Les années 30, la Grande dépression, le chômage, la misère, la faim. La Californie, la mer, les vagues, le soleil, une terre d’opportunité. Des dizaines de couples se pressent pour participer à un marathon de danse et ses plus de 1000 heures de danse, entrecoupées de pauses de 10 minutes. A la clé pour les gagnants, 1500 $ et pour les perdants l’assurance d’avoir des repas chauds tout le long du concours.
The Show Must Go on !
Tel des insectes tournoyant autour d’un lampadaires, une poignée de personnages va tenter d’exister, l’espace d’un instant, dans cette épreuve. Il y a Robert, un jeu homme un peu candide, qui trouve une partenaire improvisée dans la personne de Gloria, jeune femme aussi belle que désabusée. A leur côté il y a un vétéran de la marine à la motivation sans faille, il y a aussi un couple d’acteurs ratés qui court après les promesses d’Hollywood…et puis il y a ce couple en attente d’un enfant qui interpelle et dérange Gloria. Mais il y a surtout Rocky, l’animateur et organisateur du concours. Un faux-cul de première catégorie arborant un sourire de publicité devant le public tout en abusant de sa position de force auprès des candidats une fois de l’autre côté du rideau. Un type d’autant plus dérangeant qu’il est capable de vrai compassion, qu’il comprends la détresse, qu’il en a parfaitement conscience…On achève bien les chevaux est un film terrifiant. Terrifiant par le réalisme qu’il s’en dégage, Sydney Pollack filme la misère au plus prêt et sans détour. Il entraine de manière lancinante, inexorable ses personnage jusqu’au fond du trou, que ce soit par la folie, par l’espoir ou par la douleur. Les corps souffrent de ne jamais pouvoir se reposer. Les esprits souffrent de ne jamais pouvoir prendre du recul sur ce qu’il se passe, tel des zombies les personnages continuent, inlassablement, à danser parce qu’il n’y a rien d’autre à faire, parce qu’au bout de tout cela il y a la promesse d’un lendemain meilleur. La promesse…celle sur laquelle l’Amérique est bâtie, celle qui dit que tout le monde peut réussir, que tout le monde peut s’en sortir…mais qui dit aussi que les plus faibles seront sacrifiés. Une Amérique dont Rocky, l’animateur, est le reflet, la voix, le visage.

[Objectif 1]: Dans la critique du film On achève bien les chevaux, quels personnages sont désignés par leur prénom ?
[Objectif 2]: Pouvez-vous poursuivre la critique du film On achève bien les chevaux à partir de sa dernière phrase ?
Les lignes qui suivent constituent un ensemble distinct de la critique.

[Matériel fourni]:
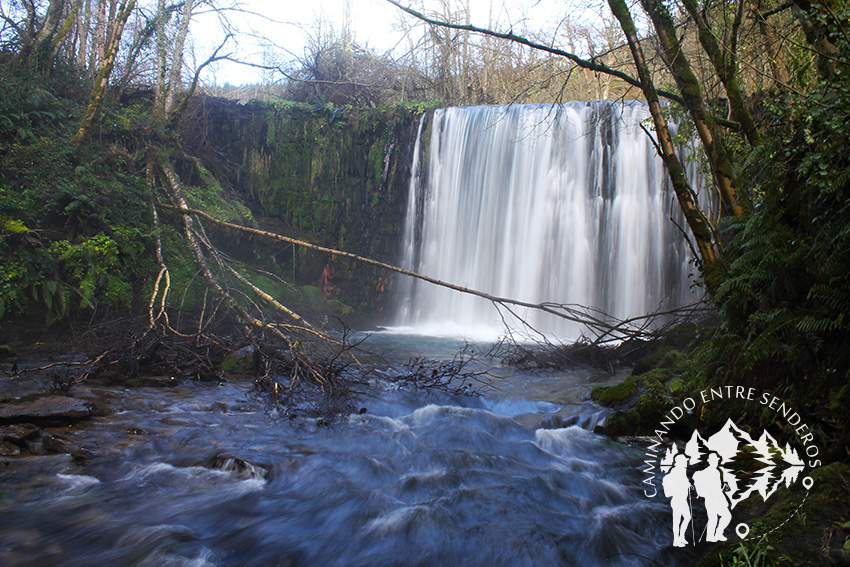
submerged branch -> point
(605, 327)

[Résultat 1]: Robert, Gloria, Rocky

[Résultat 2]:
Il n’y pas que la souffrance puisque tout ceci est avant tout un spectacle, il y a les participants mais il y a surtout le public. Sydney Pollack remet sans cesse en perspective le calvaire de ses personnage avec le comportement du public. Un public qui cherche, lui aussi, à oublier ses problèmes et sa misère, un public qui s’attache sincèrement à ses danseurs favoris. Les séquences d’humiliation n’en sont que plus dures à l’image des performance, souvent pathétiques, des candidats récompensés par quelques jets de pièces. Il y a aussi ce système de parrainage où les danseurs deviennent de relais publicitaires, des écriteaux vivants…ce système où l’humain s’achète et s’exhibe. Dans tous ces moments la réalisation de Sydney Pollack reste sèche, âpre puis elle explose lors des Derby, cette épreuve qui réussit l’exploit d’être encore plus cruelle que le reste. Une cruauté soulignée par une caméra tournoyante et un montage qui s’accélère. Plus que jamais la douleur et la détresse des candidats, noyées sous les cris du public, explose à la face du spectateur. Des séquences d’autant plus éprouvantes qu’elles semblent interminables…elles semblent aussi interminables pour nous, spectateur confortablement installé dans un fauteuil, que pour les participants au marathon. On achève bien les chevaux parle donc de cette humanité aussi tenace qu’elle est répugnante, de cette humanité qui prend du plaisir dans le spectacle de la souffrance des autres. Un spectacle truqué, arrangé pour offrir le maximum d’émotion à son audience. Pollack explore toutes les facettes de ce thème, de façon presque maniaque pour un résultat aussi pertinent qu’il est douloureux. Le cinéaste entraîne son film d’une main de maître vers un final glaçant et désespéré. Dans cette peinture cruelle et juste Sydney Pollack parle bien évidemment aussi de nous, de vous, de moi qui sommes spectateurs impuissants…Subtilement soulignée par le tout dernier plan du film, face à cette souffrance qui dépasse de loin les pieds gonflés, les muscles meurtris, les articulations fragilisées…Cette souffrance qui vient de l’âme.
On achève bien les chevaux est un film d’une noirceur totale précisément parce qu’il reste proche de l’humain, tout du long. 40 ans plus tard le constat de cette humanité abrutie par la misère et la souffrance, de cette humanité qui cherche à se consoler dans le sort de ceux qui sont pire qu’eux, reste le même. Preuve de la puissance d’un film universel.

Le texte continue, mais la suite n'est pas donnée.